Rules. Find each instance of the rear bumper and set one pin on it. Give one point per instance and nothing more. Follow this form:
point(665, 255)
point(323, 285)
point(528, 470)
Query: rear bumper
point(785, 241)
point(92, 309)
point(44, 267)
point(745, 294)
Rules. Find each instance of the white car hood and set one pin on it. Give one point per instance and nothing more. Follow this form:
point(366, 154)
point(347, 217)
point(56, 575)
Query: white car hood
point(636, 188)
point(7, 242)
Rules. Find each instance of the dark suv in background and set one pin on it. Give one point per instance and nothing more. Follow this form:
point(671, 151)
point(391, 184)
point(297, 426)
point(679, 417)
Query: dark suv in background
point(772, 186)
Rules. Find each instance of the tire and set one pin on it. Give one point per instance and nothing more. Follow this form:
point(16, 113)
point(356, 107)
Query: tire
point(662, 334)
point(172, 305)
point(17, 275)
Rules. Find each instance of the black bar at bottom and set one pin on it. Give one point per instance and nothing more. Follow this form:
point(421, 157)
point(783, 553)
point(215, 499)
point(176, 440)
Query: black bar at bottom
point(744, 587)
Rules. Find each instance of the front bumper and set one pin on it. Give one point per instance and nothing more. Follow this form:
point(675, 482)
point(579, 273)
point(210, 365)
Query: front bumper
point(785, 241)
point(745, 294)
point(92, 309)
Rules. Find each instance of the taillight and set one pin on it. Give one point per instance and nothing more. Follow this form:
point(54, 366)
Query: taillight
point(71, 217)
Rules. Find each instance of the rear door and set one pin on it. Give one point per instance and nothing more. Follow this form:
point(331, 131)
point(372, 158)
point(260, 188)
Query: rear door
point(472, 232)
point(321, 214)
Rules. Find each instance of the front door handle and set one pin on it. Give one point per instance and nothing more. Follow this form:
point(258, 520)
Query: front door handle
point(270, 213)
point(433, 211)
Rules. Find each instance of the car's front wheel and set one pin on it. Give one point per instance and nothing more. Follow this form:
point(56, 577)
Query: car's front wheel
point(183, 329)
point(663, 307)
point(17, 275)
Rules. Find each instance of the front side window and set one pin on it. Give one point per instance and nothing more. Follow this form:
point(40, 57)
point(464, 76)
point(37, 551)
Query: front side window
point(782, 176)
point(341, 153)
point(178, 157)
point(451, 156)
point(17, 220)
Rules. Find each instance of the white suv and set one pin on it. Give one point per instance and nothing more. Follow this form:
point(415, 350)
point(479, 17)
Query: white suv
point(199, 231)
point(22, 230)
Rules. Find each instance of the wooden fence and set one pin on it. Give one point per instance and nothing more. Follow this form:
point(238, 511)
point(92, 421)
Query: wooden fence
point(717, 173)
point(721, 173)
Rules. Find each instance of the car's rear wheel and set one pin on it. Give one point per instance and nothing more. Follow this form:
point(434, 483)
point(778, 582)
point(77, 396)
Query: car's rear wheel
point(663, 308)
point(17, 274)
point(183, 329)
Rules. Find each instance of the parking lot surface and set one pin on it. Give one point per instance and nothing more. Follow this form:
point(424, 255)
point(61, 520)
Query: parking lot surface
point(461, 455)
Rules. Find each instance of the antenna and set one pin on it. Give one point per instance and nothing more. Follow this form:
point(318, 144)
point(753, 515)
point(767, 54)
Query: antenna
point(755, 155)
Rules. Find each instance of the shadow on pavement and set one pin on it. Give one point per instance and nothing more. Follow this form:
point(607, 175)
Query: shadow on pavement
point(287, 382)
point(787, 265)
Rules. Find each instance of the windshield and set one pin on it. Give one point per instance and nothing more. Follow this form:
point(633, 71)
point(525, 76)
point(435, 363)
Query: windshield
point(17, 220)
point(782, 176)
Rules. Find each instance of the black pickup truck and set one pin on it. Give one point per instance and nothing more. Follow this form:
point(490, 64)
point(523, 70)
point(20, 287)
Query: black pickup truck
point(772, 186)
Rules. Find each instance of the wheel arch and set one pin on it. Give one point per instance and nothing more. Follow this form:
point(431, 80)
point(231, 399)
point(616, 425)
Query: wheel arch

→ THE EXERCISE: Reproduce every row above word for word, keeping each line unchanged and in its original order.

→ ANSWER TO THIS TASK:
Rules. Find each instance of the rear bumper and set one pin on it. Give one point per instance and nothing more. Follow this form:
point(665, 255)
point(323, 285)
point(528, 470)
Query: rear bumper
point(785, 241)
point(92, 309)
point(44, 267)
point(745, 294)
Rules. Find each instance of the white car hood and set one pin on it. Give one point per instance and nothing more. Follow this form:
point(366, 154)
point(347, 217)
point(56, 575)
Query: white car hood
point(636, 188)
point(7, 242)
Rules. Find each instance of the dark suv in background and set one pin on it. Give one point per instance and nothing more. Follow this form:
point(671, 151)
point(391, 184)
point(297, 426)
point(679, 417)
Query: dark suv in background
point(772, 186)
Rules. Find each instance of the tire and set one pin on it. Give one point per instance and nothing more. Follow this form:
point(16, 113)
point(356, 107)
Query: tire
point(662, 334)
point(172, 305)
point(17, 275)
Rules. Find each instance of the black bar at bottom and set one pin on it. Give one point per instance and nothing more. Follow this form:
point(421, 157)
point(783, 553)
point(215, 499)
point(176, 440)
Query: black bar at bottom
point(744, 587)
Rules. Find each instance of the front bumper and set one pin on it. Give one point per instance and nothing more. Follow this form:
point(675, 482)
point(579, 273)
point(210, 365)
Query: front bumper
point(785, 241)
point(745, 294)
point(92, 309)
Rules. Find each instance of the taillight and set one pin on it. Give one point per instance and nothing more. Follow this form:
point(54, 366)
Query: taillight
point(71, 217)
Rules. Find each instance of the rear door and set one pin on it. Give one point per instance and nothing more. Follow this form:
point(331, 131)
point(372, 158)
point(260, 188)
Query: rear door
point(472, 232)
point(321, 214)
Rules. Find each instance of the front door handle and set one pin on it. Give one point per instance and nothing more. Follow this form:
point(258, 520)
Query: front door handle
point(270, 213)
point(433, 211)
Rules. Find each instance of the car's front wheel and set one pin on it. Give one point per instance and nothing more. Follow this form:
point(56, 577)
Query: car's front wheel
point(183, 329)
point(663, 307)
point(17, 275)
Rules. Find each instance of the front side window and set one pin on it. Give one point per instance and nothing more. Follow this form:
point(40, 57)
point(464, 76)
point(37, 551)
Query: front side window
point(782, 176)
point(341, 153)
point(178, 157)
point(451, 156)
point(17, 220)
Rules. Find each instance of the white suv and set one pin on it. Give one point per instance and nothing more. Follow this form:
point(415, 350)
point(479, 17)
Query: white suv
point(199, 231)
point(22, 230)
Rules. Find each instance of the wooden fence and set one pin on it. Give one point per instance and nothing more. Follow this form:
point(238, 511)
point(92, 421)
Query: wooden fence
point(717, 173)
point(721, 173)
Rules. Find each instance of the car's rear wheel and set one pin on it. Give one point per instance and nothing more. Follow this form:
point(434, 483)
point(778, 582)
point(77, 396)
Query: car's rear wheel
point(663, 308)
point(17, 274)
point(183, 329)
Rules. Find each instance of the parking lot surface and set one pin on it. Give one point per instance and nothing more. Follow this form:
point(424, 255)
point(61, 520)
Query: parking lot surface
point(461, 455)
Rules. Find each instance of the antenna and set one pin on it. Give one point per instance and nothing more. Follow this form:
point(318, 144)
point(753, 515)
point(767, 54)
Query: antenna
point(755, 155)
Rules. Find each instance of the shadow on pavement and set one pin on it. Give one point per instance and nothing more. Follow this form:
point(607, 175)
Query: shadow on pavement
point(287, 382)
point(787, 265)
Rules. Find each instance of the windshield and set one pin on it. Give one point per instance and nothing more. Follow this form:
point(633, 71)
point(525, 76)
point(435, 363)
Query: windshield
point(17, 220)
point(782, 176)
Rules. Find each instance of the black pickup truck and set one pin on it. Give one point per instance and nothing more. Follow this form:
point(490, 64)
point(523, 70)
point(20, 287)
Query: black pickup truck
point(772, 186)
Rules. Find each instance of the wheel arch and set one pin on it. Give one point per instance and nothing more. Follow this form:
point(431, 80)
point(231, 399)
point(616, 425)
Query: wheel arch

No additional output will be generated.